### Tasks to perform
1. Please copy the excerpt on grid paths with obstacles from "5) Otherwise add" up to and including "before obstacle check.".
2. List each pitfall named under "Common Pitfalls" in the excerpt on grid paths with obstacles.

### Excerpted passage

• • •

Brute Force and Limitations

DFS enumerating all routes is exponential and re-computes many subproblems. DP stores each cell's answer once.

Optimal Algorithm Steps

1) If start is obstacle, return 0 immediately.
2) Initialize dp[0][0] = 1.
3) Traverse row by row.
4) If cell is obstacle, set dp[r][c] = 0.
5) Otherwise add paths from top and left when in range.

Complexity Analysis

Time: O(mn).
Space: O(mn) (can be optimized to O(n)).

Common Pitfalls

- Forgetting to handle obstacle at start/end.
- Incorrect first row/column handling when obstacle appears.
- Writing transition before obstacle check.
- Overflow assumptions in languages with fixed integer sizes.

Reference Implementations (Java / Go / C++ / Python / JavaScript)

class Solution {
    public int uniquePathsWithObstacles(int[][] obstacleGrid) {
        int m = obstacleGrid.length, n = obstacleGrid[0].length;
        if (obstacleGrid[0][0] == 1) return 0;

        int[][] dp = new int[m][n];
        dp[0][0] = 1;

        for (int r = 0; r < m; r++) {
            for (int c = 0; c < n; c++) {
                if (obstacleGrid[r][c] == 1) {
                    dp[r][c] = 0;
                    continue;
                }
                if (r > 0) dp[r][c] += dp[r - 1][c];
                if (c > 0) dp[r][c] += dp[r][c - 1];
            }
        }
        return dp[m - 1][n - 1];
    }
}
func uniquePathsWithObstacles(obstacleGrid [][]int) int {
    m, n := len(obstacleGrid), len(obstacleGrid[0])
    if obstacleGrid[0][0] == 1 {
        return 0
    }

    dp := make([][]int, m)
    for i := 0; i < m; i++ {
        dp[i] = make([]int, n)

• • •

Records from a point-labeling set:
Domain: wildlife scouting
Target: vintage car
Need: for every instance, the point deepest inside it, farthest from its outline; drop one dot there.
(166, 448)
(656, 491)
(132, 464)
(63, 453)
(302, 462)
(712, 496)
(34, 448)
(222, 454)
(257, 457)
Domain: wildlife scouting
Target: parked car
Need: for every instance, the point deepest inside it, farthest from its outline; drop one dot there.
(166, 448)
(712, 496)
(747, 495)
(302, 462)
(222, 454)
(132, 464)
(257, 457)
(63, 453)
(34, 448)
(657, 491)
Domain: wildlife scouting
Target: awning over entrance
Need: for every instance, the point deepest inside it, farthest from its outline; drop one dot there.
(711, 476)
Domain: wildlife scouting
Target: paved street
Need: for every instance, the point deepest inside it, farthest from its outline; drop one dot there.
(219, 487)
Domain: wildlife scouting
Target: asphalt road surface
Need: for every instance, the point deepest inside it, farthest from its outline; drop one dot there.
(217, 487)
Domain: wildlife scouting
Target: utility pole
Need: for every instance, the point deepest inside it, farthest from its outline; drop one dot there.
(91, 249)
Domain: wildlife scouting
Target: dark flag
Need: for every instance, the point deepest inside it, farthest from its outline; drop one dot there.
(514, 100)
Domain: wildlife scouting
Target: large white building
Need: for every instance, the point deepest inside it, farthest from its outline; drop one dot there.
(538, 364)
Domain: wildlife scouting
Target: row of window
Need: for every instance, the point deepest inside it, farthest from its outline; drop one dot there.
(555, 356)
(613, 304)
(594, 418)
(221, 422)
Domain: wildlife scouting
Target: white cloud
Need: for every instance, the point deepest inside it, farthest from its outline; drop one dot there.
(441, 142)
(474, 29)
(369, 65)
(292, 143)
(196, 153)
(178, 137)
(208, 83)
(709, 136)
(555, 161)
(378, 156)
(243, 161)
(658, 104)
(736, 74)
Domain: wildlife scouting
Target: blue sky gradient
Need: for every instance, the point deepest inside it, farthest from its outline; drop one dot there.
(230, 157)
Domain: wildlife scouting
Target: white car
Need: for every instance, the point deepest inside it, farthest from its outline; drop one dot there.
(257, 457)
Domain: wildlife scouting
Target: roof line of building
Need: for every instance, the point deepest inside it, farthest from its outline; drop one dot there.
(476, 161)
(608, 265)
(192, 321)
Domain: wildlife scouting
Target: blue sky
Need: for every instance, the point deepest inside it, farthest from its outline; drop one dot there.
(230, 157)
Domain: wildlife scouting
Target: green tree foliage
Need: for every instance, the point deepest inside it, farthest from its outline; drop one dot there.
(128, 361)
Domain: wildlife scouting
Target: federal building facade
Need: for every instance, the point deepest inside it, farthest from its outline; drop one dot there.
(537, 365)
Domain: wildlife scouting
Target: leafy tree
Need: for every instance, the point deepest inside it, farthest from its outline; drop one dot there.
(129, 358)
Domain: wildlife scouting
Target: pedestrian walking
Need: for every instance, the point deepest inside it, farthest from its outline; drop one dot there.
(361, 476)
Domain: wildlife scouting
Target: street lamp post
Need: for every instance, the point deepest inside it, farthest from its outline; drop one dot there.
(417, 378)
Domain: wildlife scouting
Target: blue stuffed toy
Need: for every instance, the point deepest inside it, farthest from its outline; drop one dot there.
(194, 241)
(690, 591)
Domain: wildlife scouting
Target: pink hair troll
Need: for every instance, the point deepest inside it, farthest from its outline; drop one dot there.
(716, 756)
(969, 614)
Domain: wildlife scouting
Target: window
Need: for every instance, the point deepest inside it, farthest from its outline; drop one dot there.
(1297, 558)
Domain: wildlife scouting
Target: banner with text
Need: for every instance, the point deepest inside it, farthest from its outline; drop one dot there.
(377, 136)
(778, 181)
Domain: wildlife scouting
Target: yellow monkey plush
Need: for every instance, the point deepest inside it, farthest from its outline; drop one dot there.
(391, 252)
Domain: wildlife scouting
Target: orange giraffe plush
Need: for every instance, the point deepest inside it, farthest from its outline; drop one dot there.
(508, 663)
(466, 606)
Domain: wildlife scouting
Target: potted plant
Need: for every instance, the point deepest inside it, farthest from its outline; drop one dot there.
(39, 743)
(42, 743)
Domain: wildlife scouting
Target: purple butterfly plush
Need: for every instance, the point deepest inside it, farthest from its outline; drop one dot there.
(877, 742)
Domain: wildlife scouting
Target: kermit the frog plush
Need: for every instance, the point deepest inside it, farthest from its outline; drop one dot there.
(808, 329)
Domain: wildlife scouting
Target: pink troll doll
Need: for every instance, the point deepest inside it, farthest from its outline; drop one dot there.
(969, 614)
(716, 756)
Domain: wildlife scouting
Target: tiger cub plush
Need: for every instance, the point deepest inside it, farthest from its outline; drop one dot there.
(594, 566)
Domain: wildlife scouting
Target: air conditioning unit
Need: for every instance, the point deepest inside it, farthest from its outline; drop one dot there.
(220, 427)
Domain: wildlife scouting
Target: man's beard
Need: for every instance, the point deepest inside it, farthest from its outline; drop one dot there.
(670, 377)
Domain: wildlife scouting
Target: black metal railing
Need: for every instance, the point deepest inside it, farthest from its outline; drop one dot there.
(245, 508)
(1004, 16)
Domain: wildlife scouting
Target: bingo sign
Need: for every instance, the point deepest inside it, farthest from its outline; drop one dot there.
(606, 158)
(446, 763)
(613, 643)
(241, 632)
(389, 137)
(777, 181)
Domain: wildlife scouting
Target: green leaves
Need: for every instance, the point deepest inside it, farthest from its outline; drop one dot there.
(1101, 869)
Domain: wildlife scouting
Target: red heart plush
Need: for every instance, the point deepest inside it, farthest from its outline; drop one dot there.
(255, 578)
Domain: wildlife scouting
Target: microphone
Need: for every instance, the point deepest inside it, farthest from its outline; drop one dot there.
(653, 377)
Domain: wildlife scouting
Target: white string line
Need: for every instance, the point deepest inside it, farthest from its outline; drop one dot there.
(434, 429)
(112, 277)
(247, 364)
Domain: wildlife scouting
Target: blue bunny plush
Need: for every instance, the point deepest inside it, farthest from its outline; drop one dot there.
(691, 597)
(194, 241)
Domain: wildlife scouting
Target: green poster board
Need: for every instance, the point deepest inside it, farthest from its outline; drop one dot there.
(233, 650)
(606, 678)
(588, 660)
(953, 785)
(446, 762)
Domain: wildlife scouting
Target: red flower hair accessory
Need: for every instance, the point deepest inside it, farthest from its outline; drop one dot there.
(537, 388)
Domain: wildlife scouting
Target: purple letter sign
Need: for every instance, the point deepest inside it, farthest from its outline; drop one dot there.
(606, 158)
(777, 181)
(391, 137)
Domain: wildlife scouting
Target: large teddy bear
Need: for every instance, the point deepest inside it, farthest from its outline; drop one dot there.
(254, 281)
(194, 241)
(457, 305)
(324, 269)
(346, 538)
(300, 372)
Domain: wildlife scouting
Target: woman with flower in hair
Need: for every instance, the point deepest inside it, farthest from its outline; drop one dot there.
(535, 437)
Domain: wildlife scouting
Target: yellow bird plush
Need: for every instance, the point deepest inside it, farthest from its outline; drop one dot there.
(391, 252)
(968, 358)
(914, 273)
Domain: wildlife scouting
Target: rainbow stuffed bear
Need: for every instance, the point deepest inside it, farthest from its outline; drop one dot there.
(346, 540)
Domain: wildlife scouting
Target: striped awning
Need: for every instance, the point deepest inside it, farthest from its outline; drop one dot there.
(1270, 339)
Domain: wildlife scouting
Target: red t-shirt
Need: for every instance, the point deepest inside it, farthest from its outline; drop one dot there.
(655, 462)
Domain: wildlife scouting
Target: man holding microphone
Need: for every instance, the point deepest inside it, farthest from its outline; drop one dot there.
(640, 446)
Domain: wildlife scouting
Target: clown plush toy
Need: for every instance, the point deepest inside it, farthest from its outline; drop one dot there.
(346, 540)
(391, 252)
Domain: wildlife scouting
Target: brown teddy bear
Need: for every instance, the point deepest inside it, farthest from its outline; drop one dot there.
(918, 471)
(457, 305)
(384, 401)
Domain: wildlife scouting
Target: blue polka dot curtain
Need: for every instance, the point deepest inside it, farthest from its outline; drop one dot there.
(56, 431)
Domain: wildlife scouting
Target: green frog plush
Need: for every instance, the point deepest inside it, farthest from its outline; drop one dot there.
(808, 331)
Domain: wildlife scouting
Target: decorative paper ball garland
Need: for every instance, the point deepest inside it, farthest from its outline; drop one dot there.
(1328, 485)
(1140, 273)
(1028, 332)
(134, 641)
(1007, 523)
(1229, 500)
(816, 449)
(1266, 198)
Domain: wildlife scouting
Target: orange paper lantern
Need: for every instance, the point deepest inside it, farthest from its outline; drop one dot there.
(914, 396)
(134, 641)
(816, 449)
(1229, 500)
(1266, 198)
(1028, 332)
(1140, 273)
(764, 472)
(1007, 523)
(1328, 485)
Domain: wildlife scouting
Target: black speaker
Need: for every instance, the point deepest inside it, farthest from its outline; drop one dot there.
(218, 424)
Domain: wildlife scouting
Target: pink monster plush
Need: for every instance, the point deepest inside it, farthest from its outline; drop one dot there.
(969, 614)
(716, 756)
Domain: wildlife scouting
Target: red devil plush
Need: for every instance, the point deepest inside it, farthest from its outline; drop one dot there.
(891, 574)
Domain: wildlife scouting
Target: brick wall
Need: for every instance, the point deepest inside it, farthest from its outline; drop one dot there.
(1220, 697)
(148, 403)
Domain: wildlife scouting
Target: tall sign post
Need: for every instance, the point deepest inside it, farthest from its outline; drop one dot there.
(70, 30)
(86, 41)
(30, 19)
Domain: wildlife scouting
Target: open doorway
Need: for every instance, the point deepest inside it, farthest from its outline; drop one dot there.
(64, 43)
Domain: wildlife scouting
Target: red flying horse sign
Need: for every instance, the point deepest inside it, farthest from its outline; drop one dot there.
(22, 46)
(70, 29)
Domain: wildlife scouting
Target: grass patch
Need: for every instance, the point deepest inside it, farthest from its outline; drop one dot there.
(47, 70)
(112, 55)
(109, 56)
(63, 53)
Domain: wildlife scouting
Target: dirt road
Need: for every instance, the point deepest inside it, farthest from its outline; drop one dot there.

• • •

### Expected responses
1.
5) Otherwise add paths from top and left when in range.

Complexity Analysis

Time: O(mn).
Space: O(mn) (can be optimized to O(n)).

Common Pitfalls

- Forgetting to handle obstacle at start/end.
- Incorrect first row/column handling when obstacle appears.
- Writing transition before obstacle check.

2.
- Forgetting to handle obstacle at start/end.
- Incorrect first row/column handling when obstacle appears.
- Writing transition before obstacle check.
- Overflow assumptions in languages with fixed integer sizes.